** Document text follows **

Las Vegas Sun

March 19, 2024

Football helps former gang member gain his focus

Antonio Bellows

Jackie Valley

Antonio Bellows, 18, sits outside the Shannon West Homeless Youth Center, where he is temporarily living, on Thursday, July 31, 2014.

Click to enlarge photo

Antonio Bellows poses with a friend after Rancho High School's graduation ceremony.

Antonio Bellows is a man on a mission, ready to bid Las Vegas goodbye and start over in California.

The 18-year-old recent Rancho High School graduate has a spot waiting on Shasta College’s football team in Redding, Calif., and a planned course load in criminal justice.

There’s just one problem: Less than one year ago, Bellows was sitting in a Clark County Detention Center cell, serving time for a crime he committed at 16. A plea deal led to his release on probation.

Now, he must ask a judge for leniency. Have his actions over the past year earned him early release from probation and a chance to attend college out of state?

•••

On his first day in county jail, Bellows walked into the unit’s eating area to find only one seat remaining, at a table full of rival gang members. A teenager at another table shouted, “Who is your big homie?”

In jail, that’s code for: Who is your gang leader?

It was Bellows’ initiation into what would be his life for most of the following year, living among teens, like himself, who had committed serious criminal offenses.

Inmates spend the majority of their day inside individual cells, with a maximum of three books, no TV and limited ability to communicate, Bellows said.

“I was scared at first,” he admitted.

Bellows joined a gang in ninth grade. By 15, he had been arrested and carried a gun wherever he went.

On June 15, 2012, Bellows walked into a store and robbed someone at gunpoint. He was arrested the next month.

“I really lost my sense of reality,” he said. “I didn’t care about anything.”

Based on the seriousness of the crime, Bellows was treated like an adult and transferred to the Clark County Detention Center. A month later, he pleaded guilty to conspiracy robbery and was released on his own recognizance.

He landed back in jail almost immediately after an iPhone snatching.

Bellows thought for sure he was headed to prison. No more second or third chances.

** End of Document text **

● Task set
[1] Which full calendar dates (month, day and year) appear in the Las Vegas Sun article about Antonio Bellows?
[2] Could you quote the Antonio Bellows article between "Antonio Bellows is" and "your gang leader?", inclusive?
[3] Can you extend the article about Antonio Bellows, picking up after its last sentence?

** Supplied information follows **

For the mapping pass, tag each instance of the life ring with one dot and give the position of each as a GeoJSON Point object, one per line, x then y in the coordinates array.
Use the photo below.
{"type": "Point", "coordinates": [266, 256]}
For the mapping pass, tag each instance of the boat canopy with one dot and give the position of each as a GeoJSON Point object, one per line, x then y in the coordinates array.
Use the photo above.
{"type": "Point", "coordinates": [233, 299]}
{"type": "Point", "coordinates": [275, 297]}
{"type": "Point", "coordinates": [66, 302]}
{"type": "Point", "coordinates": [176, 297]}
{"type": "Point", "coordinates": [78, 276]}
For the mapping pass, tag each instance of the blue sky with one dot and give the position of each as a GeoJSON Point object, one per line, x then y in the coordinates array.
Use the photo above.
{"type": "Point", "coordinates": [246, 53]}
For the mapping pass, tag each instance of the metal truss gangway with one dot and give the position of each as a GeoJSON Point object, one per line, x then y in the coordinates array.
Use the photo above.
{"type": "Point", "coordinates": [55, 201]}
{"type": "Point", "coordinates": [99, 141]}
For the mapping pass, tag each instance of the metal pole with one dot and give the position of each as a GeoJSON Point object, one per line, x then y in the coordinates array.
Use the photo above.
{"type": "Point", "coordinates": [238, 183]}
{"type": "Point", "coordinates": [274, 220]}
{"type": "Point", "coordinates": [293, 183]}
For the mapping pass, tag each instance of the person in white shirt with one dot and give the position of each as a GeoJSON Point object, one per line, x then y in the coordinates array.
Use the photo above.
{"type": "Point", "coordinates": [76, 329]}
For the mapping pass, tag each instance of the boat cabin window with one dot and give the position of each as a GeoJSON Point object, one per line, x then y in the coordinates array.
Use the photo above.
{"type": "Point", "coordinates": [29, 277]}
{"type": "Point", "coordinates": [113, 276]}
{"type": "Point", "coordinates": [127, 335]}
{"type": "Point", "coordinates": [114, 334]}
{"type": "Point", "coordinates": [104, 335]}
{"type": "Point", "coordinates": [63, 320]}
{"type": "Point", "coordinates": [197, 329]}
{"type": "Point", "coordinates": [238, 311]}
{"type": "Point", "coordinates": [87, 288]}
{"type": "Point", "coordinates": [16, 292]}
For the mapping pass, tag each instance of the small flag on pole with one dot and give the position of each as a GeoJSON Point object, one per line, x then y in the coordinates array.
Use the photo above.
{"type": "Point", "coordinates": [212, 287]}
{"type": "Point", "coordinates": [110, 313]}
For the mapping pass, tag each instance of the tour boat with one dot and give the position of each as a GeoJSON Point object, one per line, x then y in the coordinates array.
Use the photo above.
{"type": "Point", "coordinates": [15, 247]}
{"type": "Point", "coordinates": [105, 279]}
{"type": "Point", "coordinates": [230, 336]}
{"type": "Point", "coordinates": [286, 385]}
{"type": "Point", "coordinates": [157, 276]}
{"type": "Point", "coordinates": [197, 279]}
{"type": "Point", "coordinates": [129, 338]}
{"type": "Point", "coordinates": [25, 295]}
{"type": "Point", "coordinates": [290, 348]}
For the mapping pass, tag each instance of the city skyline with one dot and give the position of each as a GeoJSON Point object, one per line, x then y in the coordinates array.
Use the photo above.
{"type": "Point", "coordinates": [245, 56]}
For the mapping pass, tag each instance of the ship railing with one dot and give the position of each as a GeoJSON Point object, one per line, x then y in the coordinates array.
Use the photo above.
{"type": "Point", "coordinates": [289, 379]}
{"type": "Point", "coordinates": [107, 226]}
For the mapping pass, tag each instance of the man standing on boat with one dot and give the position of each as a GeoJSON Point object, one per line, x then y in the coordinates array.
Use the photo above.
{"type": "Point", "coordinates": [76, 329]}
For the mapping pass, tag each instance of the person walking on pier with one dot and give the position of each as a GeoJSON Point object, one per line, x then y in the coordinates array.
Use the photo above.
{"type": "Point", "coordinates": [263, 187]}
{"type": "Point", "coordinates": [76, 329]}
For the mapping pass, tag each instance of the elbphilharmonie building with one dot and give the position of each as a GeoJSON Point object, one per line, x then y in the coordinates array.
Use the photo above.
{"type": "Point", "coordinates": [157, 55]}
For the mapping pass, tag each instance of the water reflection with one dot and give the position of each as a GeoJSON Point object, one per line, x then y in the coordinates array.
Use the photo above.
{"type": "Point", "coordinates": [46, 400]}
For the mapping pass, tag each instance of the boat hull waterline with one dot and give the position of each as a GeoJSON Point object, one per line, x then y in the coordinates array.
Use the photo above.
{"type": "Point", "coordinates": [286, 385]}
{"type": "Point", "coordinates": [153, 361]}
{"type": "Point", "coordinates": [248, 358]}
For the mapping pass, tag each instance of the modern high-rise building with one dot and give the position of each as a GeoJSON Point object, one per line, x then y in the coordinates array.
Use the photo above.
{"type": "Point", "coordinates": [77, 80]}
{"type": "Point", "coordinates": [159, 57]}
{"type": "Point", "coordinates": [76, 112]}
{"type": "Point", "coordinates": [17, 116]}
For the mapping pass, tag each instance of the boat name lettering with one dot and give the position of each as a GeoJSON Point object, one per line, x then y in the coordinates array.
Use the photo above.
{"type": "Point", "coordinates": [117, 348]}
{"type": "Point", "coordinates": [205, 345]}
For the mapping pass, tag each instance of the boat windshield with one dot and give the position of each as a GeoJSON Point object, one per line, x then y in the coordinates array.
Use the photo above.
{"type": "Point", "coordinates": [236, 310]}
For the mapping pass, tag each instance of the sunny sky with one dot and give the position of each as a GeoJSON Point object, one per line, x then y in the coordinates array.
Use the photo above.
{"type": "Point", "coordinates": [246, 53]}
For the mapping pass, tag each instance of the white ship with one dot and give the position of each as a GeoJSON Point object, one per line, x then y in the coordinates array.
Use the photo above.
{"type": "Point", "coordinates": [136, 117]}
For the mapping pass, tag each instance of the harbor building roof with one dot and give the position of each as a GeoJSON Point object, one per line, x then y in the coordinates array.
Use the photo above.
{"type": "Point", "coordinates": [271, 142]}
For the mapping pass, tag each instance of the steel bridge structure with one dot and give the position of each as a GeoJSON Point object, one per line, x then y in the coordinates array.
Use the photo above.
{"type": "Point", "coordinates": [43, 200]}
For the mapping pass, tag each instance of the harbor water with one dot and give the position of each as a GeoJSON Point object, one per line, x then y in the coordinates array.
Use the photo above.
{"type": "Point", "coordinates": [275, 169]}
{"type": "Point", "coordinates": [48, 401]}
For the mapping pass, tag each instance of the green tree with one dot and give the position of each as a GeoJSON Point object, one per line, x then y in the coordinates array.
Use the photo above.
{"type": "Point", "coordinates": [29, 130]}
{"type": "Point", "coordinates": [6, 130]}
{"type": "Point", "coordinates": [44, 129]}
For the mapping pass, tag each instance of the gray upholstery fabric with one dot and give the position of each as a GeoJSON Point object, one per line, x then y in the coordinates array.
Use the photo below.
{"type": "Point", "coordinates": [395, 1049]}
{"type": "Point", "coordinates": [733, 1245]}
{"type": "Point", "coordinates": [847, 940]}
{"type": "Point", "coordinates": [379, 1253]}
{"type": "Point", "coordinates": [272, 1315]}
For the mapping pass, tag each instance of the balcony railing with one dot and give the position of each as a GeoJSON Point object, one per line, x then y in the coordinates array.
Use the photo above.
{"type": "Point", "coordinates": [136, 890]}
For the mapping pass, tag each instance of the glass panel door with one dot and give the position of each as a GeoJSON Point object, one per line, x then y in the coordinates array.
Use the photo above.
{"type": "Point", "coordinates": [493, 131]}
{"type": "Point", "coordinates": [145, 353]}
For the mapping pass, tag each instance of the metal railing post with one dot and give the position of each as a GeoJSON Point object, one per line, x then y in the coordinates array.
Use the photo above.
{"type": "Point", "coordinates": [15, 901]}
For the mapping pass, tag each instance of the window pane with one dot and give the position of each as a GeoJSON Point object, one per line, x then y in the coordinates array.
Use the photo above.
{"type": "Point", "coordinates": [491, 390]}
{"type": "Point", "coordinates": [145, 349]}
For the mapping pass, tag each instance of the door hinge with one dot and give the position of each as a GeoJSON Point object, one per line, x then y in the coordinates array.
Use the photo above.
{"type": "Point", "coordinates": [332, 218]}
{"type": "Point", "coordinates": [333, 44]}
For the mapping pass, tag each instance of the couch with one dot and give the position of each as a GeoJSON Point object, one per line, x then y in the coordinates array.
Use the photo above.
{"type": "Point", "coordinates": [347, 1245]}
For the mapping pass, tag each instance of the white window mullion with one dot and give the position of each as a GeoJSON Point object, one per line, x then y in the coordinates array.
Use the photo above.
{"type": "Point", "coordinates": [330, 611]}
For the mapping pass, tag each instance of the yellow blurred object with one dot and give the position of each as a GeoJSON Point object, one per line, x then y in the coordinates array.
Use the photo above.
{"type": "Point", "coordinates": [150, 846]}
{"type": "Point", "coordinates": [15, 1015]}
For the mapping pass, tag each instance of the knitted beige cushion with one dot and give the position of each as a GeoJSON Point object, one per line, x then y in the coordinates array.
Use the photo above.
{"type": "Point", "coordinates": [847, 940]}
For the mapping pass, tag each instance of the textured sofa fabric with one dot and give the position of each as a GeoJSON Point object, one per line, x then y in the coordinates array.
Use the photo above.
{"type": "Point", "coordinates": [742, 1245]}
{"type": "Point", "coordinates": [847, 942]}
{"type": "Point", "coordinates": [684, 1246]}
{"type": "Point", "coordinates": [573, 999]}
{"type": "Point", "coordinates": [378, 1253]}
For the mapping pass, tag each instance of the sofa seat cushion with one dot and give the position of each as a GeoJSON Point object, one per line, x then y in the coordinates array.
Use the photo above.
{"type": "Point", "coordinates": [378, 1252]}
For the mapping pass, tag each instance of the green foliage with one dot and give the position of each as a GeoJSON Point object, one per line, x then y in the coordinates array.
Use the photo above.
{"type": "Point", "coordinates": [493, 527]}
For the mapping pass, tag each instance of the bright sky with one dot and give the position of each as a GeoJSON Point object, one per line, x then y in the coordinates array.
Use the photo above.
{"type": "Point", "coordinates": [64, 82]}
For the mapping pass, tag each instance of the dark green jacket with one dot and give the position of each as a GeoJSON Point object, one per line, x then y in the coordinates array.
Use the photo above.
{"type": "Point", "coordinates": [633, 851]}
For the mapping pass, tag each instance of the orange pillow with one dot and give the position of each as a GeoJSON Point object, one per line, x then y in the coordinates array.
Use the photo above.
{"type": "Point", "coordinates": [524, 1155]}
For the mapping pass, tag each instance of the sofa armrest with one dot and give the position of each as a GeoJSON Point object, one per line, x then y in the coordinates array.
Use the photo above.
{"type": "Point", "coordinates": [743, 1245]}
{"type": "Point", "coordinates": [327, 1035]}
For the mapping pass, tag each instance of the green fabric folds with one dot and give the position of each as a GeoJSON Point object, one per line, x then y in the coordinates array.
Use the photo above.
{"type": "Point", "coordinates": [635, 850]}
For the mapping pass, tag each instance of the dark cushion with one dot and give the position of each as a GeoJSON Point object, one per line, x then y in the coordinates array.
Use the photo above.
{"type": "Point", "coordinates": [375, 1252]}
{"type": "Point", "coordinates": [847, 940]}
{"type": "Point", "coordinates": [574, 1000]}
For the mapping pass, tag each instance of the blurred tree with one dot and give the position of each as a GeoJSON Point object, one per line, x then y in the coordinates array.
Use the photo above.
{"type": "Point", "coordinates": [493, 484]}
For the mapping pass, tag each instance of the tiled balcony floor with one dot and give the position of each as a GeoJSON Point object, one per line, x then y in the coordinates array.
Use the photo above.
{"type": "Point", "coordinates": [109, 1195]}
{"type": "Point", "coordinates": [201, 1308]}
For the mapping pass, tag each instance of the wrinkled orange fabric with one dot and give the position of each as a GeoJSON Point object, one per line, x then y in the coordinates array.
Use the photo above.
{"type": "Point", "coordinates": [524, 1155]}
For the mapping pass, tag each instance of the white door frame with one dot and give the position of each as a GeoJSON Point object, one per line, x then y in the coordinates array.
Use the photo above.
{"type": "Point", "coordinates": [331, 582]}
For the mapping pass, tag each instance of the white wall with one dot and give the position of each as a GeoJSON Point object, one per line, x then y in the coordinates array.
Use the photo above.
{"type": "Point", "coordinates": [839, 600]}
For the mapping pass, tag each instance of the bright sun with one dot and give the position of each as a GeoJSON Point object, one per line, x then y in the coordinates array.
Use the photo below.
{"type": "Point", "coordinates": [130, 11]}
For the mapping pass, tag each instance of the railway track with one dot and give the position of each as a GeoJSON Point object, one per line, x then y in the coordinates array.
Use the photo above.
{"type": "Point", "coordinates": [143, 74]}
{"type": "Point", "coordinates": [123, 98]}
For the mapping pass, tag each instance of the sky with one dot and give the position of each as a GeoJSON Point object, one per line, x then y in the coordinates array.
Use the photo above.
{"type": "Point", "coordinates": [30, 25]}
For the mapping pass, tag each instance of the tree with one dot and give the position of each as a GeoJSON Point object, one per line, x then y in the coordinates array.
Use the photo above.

** End of Supplied information **

● Expected responses
[1]
- March 19, 2024
- Thursday, July 31, 2014
- June 15, 2012

[2]
Antonio Bellows is a man on a mission, ready to bid Las Vegas goodbye and start over in California.

The 18-year-old recent Rancho High School graduate has a spot waiting on Shasta College’s football team in Redding, Calif., and a planned course load in criminal justice.

There’s just one problem: Less than one year ago, Bellows was sitting in a Clark County Detention Center cell, serving time for a crime he committed at 16. A plea deal led to his release on probation.

Now, he must ask a judge for leniency. Have his actions over the past year earned him early release from probation and a chance to attend college out of state?

•••

On his first day in county jail, Bellows walked into the unit’s eating area to find only one seat remaining, at a table full of rival gang members. A teenager at another table shouted, “Who is your big homie?”

In jail, that’s code for: Who is your gang leader?

[3]
Even Esther Rodriguez-Brown, who runs the Compassionate Healing intervention program for teens inside CCDC, wasn’t quite sure Bellows would break the cycle that landed him in jail. But she gave him her business card and told him to call if and when he was released.

She tries to instill in young offenders a sense of life purpose.

“You have to realize what you are put on this planet for,” Rodriguez-Brown said. “Normally, kids who have been in such a violent environment, they forget who they are. They get trapped in these labels — you are a robber, you are a murderer, you are a gang member.”

In January 2013, a Clark County District Court judge sentenced Bellows to six months in jail. A longer prison sentence was suspended if Bellows abided by the terms of five years on probation.

Halfway through his jail sentence, Bellows decided enough was enough. He didn’t want to wind up in prison. He didn’t want to be away from his family. And he didn’t want to spend his days in a cell or worrying about getting shot walking down the street.

With his release date approaching, he set two goals: “I’m gonna go to school, and I’m gonna play football. And I’m gonna go to school because I want to play football.”

•••

Bellows began playing football in sixth grade. He stopped midseason in ninth grade because he got kicked out of Canyon Springs High School.

Bellows’ probation officer informed him he’d be attending Rancho High School for his senior year because it was the school zoned for where he would be living upon his release — the Shannon West Homeless Youth Center.

Bellows was unimpressed. Rancho hadn’t won a football game since 2011.

“Just go make the best of it,” the probation officer told Bellows. “Make some lemonade. I gave you lemons.”

Rancho’s football coach, Tyrone Armstrong, welcomed Bellows and held him to the same expectations as the rest of the team: Come to practice. Get good grades. Never lie. Be a leader.

Bellows, a wide receiver, held up his end of the bargain and worked hard, Armstrong said. After he let Bellows play in the second game of the season, Bellows rarely left the field.

“He became part of the heart of the team,” Armstrong said. “He was one of our go-to guys. He needed us, and we needed him.”

He also excelled in the classroom, earning A’s and B’s. At the end of the school year, he received the principal’s award, given to someone who beat the odds.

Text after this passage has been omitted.